--- What you have to do ---
Go through the entries below and say how many lines hold the word "silver". Nothing else is needed.

Saved data entries:
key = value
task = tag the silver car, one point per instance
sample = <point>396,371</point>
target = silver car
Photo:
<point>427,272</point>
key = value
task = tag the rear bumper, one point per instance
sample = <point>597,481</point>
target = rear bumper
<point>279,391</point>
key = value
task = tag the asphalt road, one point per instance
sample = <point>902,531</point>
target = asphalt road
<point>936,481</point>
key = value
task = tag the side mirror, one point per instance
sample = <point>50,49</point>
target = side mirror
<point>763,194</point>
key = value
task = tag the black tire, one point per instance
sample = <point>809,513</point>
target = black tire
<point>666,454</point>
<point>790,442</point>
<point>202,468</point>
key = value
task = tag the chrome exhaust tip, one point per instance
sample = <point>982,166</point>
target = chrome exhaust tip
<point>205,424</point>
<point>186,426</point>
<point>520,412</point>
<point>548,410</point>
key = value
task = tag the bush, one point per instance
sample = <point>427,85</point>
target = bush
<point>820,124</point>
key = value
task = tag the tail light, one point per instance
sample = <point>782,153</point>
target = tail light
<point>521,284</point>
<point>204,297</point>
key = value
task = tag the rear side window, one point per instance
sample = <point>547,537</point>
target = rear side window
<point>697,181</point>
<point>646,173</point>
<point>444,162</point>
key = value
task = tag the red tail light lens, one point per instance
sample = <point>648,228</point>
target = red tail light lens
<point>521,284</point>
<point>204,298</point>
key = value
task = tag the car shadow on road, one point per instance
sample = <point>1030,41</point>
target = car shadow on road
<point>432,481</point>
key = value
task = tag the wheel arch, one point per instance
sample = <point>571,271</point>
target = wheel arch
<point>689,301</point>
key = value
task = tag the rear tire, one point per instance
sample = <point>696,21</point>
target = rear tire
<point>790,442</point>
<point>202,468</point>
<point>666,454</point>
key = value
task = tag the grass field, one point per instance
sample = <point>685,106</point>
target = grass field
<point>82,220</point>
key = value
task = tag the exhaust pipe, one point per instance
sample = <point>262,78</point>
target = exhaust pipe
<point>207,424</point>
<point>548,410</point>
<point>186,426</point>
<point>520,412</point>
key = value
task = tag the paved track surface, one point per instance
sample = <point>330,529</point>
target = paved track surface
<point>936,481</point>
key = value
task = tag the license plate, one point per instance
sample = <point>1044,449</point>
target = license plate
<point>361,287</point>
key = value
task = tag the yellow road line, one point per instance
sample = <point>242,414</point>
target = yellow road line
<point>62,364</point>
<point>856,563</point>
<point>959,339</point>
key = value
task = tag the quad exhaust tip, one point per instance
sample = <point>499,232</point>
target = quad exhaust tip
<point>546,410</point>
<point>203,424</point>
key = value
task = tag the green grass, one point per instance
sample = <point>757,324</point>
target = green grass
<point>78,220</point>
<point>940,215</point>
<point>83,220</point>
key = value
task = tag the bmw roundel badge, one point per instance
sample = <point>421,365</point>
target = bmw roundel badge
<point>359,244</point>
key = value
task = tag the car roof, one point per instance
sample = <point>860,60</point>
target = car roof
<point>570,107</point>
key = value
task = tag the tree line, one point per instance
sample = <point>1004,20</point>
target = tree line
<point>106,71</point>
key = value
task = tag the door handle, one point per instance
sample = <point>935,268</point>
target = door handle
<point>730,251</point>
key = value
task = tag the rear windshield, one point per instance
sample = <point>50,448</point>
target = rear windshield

--- Exercise response ---
2